# Short task:
Every record below is to be retyped exactly.

--- start Data provided ---

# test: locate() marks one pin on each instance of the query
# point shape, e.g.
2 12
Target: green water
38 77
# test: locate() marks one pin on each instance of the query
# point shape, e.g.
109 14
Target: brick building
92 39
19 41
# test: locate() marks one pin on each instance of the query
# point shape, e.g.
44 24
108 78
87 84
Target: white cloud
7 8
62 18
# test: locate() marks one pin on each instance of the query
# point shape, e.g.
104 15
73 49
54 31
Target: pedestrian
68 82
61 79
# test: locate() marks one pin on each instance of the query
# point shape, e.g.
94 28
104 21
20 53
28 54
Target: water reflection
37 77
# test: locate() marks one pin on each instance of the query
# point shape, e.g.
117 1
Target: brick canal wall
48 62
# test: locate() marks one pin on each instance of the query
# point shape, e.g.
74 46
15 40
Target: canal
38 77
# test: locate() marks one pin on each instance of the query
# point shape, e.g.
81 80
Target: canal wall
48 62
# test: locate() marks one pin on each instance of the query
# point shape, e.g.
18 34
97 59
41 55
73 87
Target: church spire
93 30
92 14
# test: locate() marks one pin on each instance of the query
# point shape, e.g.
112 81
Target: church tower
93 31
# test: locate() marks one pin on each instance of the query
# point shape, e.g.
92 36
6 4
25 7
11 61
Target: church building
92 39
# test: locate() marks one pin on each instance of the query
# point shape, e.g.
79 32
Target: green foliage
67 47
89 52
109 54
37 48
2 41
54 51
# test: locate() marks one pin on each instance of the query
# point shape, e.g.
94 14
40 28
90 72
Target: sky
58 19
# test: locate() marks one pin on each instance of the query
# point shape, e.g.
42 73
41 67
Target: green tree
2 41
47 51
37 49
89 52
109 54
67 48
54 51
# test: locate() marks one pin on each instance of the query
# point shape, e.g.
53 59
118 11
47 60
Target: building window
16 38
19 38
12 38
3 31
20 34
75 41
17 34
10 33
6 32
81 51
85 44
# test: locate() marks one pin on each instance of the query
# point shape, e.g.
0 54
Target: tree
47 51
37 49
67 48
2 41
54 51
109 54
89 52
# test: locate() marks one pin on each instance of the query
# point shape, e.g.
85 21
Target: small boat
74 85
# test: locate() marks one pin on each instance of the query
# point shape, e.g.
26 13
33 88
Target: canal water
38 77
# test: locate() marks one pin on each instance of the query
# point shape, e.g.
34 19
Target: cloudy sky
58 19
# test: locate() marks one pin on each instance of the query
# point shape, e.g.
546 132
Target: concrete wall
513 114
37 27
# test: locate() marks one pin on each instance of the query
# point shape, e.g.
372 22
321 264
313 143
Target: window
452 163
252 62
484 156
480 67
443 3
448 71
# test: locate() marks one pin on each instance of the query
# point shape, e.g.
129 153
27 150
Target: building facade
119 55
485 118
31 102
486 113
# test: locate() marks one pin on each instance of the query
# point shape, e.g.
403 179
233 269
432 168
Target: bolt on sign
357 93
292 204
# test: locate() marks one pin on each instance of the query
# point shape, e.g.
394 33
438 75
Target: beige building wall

--- end Data provided ---

# Exercise output:
# test: locate() marks one pin on each instance of the query
# point shape, e.g.
2 12
Target: green water
38 77
# test: locate() marks one pin on each instance of the query
# point shape, e.g.
109 14
Target: brick building
92 39
19 41
# test: locate() marks one pin on each instance of the query
# point shape, e.g.
44 24
108 78
87 84
Target: white cloud
7 8
62 18
# test: locate() marks one pin on each instance of the query
# point shape, e.g.
104 15
73 49
54 31
Target: pedestrian
68 82
61 79
# test: locate() marks one pin on each instance of the query
# point shape, e.g.
94 28
104 21
20 53
28 54
Target: water reflection
37 77
# test: locate() marks one pin on each instance of the query
# point shape, e.g.
117 1
Target: brick canal wall
48 62
# test: locate() marks one pin on each instance of the query
# point shape, e.g.
74 46
15 40
Target: canal
38 77
# test: locate() marks one pin on each instance of the query
# point shape, e.g.
81 80
Target: canal wall
48 62
# test: locate() marks one pin on each instance of the query
# point shape, e.g.
18 34
97 59
41 55
73 87
Target: church spire
93 30
92 14
# test: locate() marks one pin on each instance of the query
# point shape, e.g.
112 81
Target: church tower
93 31
# test: locate() marks one pin on each instance of the query
# point shape, e.g.
92 36
6 4
25 7
11 61
Target: church building
92 39
# test: locate() marks one pin on each instance of the query
# point shape, e.g.
79 32
Target: green foliage
67 47
89 52
109 54
37 48
2 41
54 51
# test: locate() marks one pin on each instance of the query
# point shape, e.g.
94 14
40 28
90 72
Target: sky
58 19
# test: locate() marks one pin on each instance of the query
# point shape, e.g.
42 73
41 67
Target: green tree
2 41
47 51
37 49
89 52
109 54
67 48
54 51
# test: locate() marks one pin on each instance of the query
# point shape, e.g.
53 59
118 11
47 60
Target: building window
16 38
19 38
12 38
3 31
20 34
75 41
17 34
10 33
6 32
81 51
85 44
# test: locate() marks one pin on each instance of the query
# point shape, e.g.
0 54
Target: tree
47 51
37 49
67 48
2 41
54 51
109 54
89 52
# test: locate() marks one pin on each instance of the query
# point shape, e.g.
85 21
Target: small boat
74 85
# test: locate() marks one pin on each instance of the query
# point shape, e.g.
26 13
33 88
Target: canal water
38 77
# test: locate() marks one pin on each instance of the query
# point shape, e.g.
34 19
Target: cloudy sky
58 19
# test: locate() marks one pin on each instance of the query
# point shape, e.g.
546 132
Target: concrete wall
513 114
37 27
# test: locate() marks one pin on each instance of the query
# point shape, e.g.
372 22
321 264
313 143
Target: window
452 163
252 62
484 156
480 67
443 3
448 71
# test: locate() marks one pin on each instance of the query
# point shape, e.g.
129 153
27 150
Target: building facade
119 55
485 118
31 102
486 113
# test: locate() marks one pin on each instance of the query
# point shape, e.g.
403 179
233 269
432 168
Target: bolt on sign
357 93
292 204
# test: locate() marks one pin on each instance of the query
# point shape, e.g.
394 33
438 75
Target: beige building wall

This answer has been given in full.